EXERCISE | Repeat each record exactly. Any picture gets left out.

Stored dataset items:
==*==

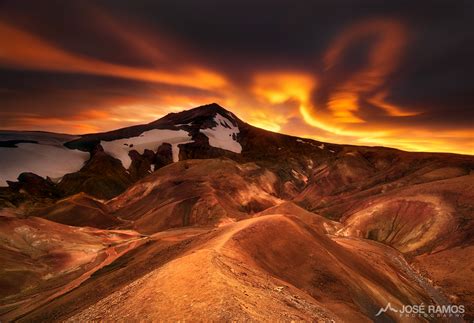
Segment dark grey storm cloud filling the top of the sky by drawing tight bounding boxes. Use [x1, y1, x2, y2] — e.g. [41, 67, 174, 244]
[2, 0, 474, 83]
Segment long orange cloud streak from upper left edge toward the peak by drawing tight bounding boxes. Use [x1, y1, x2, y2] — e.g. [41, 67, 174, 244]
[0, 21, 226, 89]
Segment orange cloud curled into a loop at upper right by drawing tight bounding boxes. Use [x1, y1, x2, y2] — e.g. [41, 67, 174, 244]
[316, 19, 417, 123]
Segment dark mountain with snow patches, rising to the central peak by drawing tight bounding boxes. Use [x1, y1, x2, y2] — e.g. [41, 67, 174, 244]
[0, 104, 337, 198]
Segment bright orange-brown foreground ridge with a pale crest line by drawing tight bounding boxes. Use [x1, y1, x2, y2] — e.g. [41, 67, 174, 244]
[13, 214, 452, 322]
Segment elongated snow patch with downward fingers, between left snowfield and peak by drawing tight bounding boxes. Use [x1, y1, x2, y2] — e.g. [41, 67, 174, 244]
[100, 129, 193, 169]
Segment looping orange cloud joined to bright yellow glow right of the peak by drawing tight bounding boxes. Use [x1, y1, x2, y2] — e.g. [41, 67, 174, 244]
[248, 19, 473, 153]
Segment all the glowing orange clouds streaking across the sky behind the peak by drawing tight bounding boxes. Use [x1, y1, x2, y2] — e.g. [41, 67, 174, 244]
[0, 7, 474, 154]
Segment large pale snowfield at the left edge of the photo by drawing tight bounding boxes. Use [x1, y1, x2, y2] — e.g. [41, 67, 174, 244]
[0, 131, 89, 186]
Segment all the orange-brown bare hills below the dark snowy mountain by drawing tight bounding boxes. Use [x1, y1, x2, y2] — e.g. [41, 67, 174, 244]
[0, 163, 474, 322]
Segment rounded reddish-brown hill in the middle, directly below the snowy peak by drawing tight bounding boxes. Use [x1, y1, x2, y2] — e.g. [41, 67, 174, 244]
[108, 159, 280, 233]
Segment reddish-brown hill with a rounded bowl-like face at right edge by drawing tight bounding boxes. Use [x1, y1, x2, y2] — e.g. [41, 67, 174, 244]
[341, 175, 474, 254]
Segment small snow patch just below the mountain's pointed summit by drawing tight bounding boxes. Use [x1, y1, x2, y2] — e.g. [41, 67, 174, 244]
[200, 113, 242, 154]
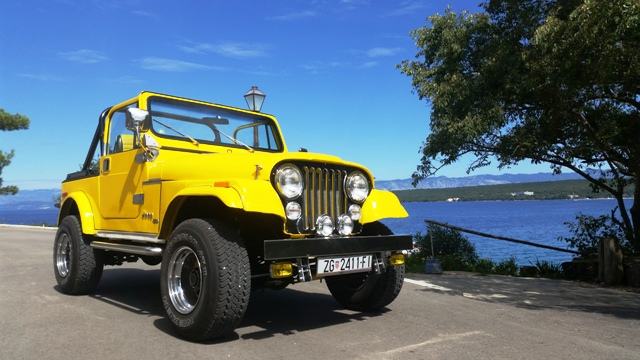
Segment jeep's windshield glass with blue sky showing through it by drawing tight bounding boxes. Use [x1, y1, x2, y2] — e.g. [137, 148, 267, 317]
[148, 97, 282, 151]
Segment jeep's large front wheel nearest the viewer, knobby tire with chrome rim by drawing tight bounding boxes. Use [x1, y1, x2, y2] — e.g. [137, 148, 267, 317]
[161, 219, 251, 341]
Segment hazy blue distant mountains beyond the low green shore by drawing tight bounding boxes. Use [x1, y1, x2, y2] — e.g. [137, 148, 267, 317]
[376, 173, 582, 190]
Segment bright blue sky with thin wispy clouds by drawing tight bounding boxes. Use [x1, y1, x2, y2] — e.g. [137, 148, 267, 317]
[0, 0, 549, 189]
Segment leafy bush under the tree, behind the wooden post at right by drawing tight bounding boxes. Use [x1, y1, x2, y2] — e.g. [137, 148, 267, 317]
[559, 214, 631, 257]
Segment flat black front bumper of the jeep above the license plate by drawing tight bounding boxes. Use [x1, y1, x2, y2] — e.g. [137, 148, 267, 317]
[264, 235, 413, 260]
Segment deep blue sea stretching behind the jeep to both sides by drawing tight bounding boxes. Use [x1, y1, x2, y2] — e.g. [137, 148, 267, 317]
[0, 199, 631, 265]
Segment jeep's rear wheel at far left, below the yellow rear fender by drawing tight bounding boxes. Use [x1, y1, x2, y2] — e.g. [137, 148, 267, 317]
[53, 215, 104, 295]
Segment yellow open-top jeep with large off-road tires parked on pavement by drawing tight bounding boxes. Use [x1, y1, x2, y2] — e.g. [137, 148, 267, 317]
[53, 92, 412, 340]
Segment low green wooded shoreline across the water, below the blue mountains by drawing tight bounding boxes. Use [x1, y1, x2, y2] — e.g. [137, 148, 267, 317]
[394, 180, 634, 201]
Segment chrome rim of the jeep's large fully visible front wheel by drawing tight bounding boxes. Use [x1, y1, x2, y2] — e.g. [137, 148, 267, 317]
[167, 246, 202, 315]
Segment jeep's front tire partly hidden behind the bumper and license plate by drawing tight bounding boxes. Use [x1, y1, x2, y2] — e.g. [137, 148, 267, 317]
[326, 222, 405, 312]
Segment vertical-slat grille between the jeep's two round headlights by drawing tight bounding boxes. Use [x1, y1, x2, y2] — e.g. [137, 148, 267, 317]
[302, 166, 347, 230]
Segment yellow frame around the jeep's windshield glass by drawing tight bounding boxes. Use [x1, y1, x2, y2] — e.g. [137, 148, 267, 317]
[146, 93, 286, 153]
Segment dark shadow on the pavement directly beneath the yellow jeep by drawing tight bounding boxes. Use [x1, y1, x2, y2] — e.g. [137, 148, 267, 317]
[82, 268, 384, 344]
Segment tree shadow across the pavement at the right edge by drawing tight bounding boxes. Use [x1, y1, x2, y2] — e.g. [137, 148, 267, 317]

==*==

RESPONSE |
Segment dark grey storm cloud filling the top of the sky by drawing tight bounding boxes. Use [x1, y1, x2, y2] — e.g. [41, 67, 174, 244]
[2, 0, 474, 83]
Segment long orange cloud streak from upper left edge toward the peak by drawing tight bounding boxes. Use [x1, y1, x2, y2] — e.g. [41, 67, 174, 244]
[0, 21, 226, 89]
Segment orange cloud curled into a loop at upper right by drawing tight bounding boxes. Use [x1, y1, x2, y2] — e.g. [41, 67, 174, 244]
[316, 19, 417, 123]
Segment dark mountain with snow patches, rising to the central peak by drawing tight bounding boxes. Use [x1, y1, x2, y2] — e.g. [41, 67, 174, 244]
[0, 104, 337, 198]
Segment bright orange-brown foreground ridge with a pale crest line by drawing tight bounding boxes. Use [x1, y1, x2, y2] — e.g. [41, 67, 174, 244]
[13, 214, 452, 322]
Segment elongated snow patch with downward fingers, between left snowfield and peak by drawing tight bounding boxes. Use [x1, y1, x2, y2] — e.g. [41, 67, 174, 244]
[100, 129, 193, 169]
Segment looping orange cloud joined to bright yellow glow right of the peak by drawing tight bounding boxes. Use [x1, y1, x2, y2] — e.g. [41, 67, 174, 244]
[248, 19, 473, 153]
Segment all the glowing orange clouds streaking across the sky behind the peak by drawing tight bounding boxes. Use [x1, y1, x2, y2] — e.g. [41, 67, 174, 244]
[0, 7, 474, 154]
Segment large pale snowfield at the left edge of the photo by drawing tight bounding boxes. Use [x1, y1, x2, y2] — e.g. [41, 67, 174, 244]
[0, 131, 89, 186]
Segment all the orange-brown bare hills below the dark snowy mountain by drawing tight bounding boxes. Use [x1, y1, x2, y2] — e.g. [41, 67, 174, 244]
[0, 163, 474, 322]
Segment rounded reddish-brown hill in the middle, directly below the snowy peak by drawing tight bounding boxes. Use [x1, y1, x2, y2] — e.g. [41, 67, 174, 244]
[108, 159, 280, 233]
Segment reddish-brown hill with a rounded bowl-like face at right edge by drawing tight bounding boxes. Use [x1, y1, x2, y2] — e.g. [41, 67, 174, 244]
[341, 175, 474, 254]
Segment small snow patch just below the mountain's pointed summit by drawing tight bounding boxes. Use [x1, y1, x2, y2] — e.g. [41, 67, 174, 244]
[200, 113, 242, 154]
Segment jeep's windshield glass with blue sky showing through it by drawing tight bounding boxes. Use [x1, y1, x2, y2] — e.g. [137, 148, 267, 317]
[148, 97, 282, 151]
Segment jeep's large front wheel nearest the viewer, knobby tire with chrome rim by drawing tight bounding boxes. Use [x1, y1, x2, y2] — e.g. [137, 148, 267, 317]
[161, 219, 251, 341]
Segment hazy blue distant mountains beyond the low green shore by drawing tight bounding boxes. Use [x1, y1, x2, y2] — e.g. [137, 148, 267, 317]
[376, 173, 582, 190]
Segment bright blue sky with thin wispy clouds by drawing tight bounding boxes. Use [x1, y1, x2, y2] — e.g. [137, 148, 267, 317]
[0, 0, 549, 189]
Segment leafy bush under the tree, behind the wooden post at right by drawing tight bounding boxes. Use [x1, y1, x2, y2] — e.g. [137, 148, 267, 317]
[559, 214, 631, 257]
Segment flat black front bumper of the jeep above the license plate by drawing tight bounding boxes. Use [x1, y1, x2, y2] — e.g. [137, 148, 267, 317]
[264, 235, 413, 260]
Segment deep blue sea stretching behind the jeep to both sides by drawing tight bounding boxes. Use [x1, y1, x2, y2] — e.g. [137, 148, 267, 317]
[0, 199, 631, 265]
Segment jeep's rear wheel at far left, below the yellow rear fender by drawing tight bounding boxes. Use [x1, y1, x2, y2] — e.g. [137, 148, 267, 317]
[53, 215, 104, 295]
Segment yellow open-top jeep with large off-road tires parked on pavement by drawing tight bounding boxes. Use [x1, y1, x2, y2] — e.g. [137, 148, 267, 317]
[53, 92, 412, 340]
Segment low green wooded shoreline across the water, below the blue mountains by drawing tight bounding boxes. Use [x1, y1, x2, y2] — e.g. [137, 148, 267, 317]
[394, 180, 634, 201]
Segment chrome rim of the jeep's large fully visible front wheel by drawing tight bounding boxes. Use [x1, y1, x2, y2] — e.g. [137, 148, 267, 317]
[167, 246, 202, 315]
Segment jeep's front tire partly hidden behind the bumper and license plate by drawing tight bounding boxes. Use [x1, y1, x2, y2] — e.g. [137, 148, 267, 317]
[326, 222, 405, 312]
Segment vertical-slat grille between the jeep's two round headlights by drawing tight bounding boxes. Use [x1, y1, x2, y2] — e.g. [137, 148, 267, 317]
[302, 166, 347, 230]
Segment yellow frame around the jeep's windshield glass by drawing tight bounding boxes. Use [x1, y1, x2, y2] — e.g. [137, 148, 267, 317]
[146, 93, 286, 153]
Segment dark shadow on the pavement directly beneath the yellow jeep by drawing tight bounding boxes. Use [x1, y1, x2, y2] — e.g. [137, 148, 267, 317]
[82, 268, 384, 344]
Segment tree shadow across the pavement at the right edge by drawing tight bounding boxes. Use [x1, y1, x2, y2] — e.g. [137, 148, 267, 317]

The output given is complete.